● Goal of the exercise:
Answer these questions from the excerpt about DDS Router QoS:
(a) In the second scenario, what QoS does the DDS Router use for its internal reader/writer?
(b) Which ROS_DOMAIN_ID is the publisher started with in the second scenario?
(c) According to the conclusion, what can the writer not reproduce?

++++ Selected text

The result is that the DDS Router creates the internal reader/writer with the reliable QoS because that was the first reader, i.e. subscriber, created and both subscribers can be served by the forwarded topic. Just like you said.

Second Scenario

  1. Start router with ddsrouter -c config.yaml.
  2. Start publisher with ROS_DOMAIN_ID=0 python script.py publisher reliable.
  3. Start subscriber with ROS_DOMAIN_ID=5 python script.py subscriber best_effort.
  4. Start subscriber with ROS_DOMAIN_ID=5 python script.py subscriber reliable.

The result is that the DDS Router creates the internal reader/writer with the best effort QoS because that was the first reader, i.e. subscriber, created. But obviously now the reliable subscriber cannot actually subscribe to the forwarded topic because of the QoS mismatch. But according to your description, this is expected behavior.

Conclusion

So, like already mentioned, I must have had a brain-fart writing my original issue because when going through it now, I cannot reproduce what I claimed to be the "current" behavior. My apologies!

++++++++
++++ Listed entries

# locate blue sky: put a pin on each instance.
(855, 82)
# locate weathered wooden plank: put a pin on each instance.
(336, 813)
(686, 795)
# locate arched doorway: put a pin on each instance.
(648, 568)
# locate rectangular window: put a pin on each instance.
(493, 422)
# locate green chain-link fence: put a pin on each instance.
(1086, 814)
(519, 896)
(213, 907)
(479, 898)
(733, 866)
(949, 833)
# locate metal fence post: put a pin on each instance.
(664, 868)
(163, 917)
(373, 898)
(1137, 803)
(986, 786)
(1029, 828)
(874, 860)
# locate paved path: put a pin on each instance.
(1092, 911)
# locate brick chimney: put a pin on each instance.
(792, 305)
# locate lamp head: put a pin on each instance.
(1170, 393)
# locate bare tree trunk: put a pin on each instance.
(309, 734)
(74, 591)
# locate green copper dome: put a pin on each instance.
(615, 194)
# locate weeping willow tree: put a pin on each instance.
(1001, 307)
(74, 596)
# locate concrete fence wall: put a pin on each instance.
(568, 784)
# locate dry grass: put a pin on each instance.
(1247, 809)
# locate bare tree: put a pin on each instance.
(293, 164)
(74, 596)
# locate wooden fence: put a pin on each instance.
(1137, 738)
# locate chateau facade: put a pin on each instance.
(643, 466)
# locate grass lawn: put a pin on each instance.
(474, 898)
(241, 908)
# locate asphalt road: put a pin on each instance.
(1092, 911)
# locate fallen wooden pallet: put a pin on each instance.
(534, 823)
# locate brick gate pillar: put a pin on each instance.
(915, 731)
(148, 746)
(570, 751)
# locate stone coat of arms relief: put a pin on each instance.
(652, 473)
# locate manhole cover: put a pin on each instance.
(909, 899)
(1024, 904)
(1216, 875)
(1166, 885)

++++++++
++++ Listed entries

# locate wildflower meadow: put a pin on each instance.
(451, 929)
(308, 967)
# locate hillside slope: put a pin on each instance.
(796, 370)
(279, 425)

++++++++

● Written solution:
(a) The best effort QoS.
(b) ROS_DOMAIN_ID=0.
(c) What the writer had claimed to be the "current" behavior in the original issue.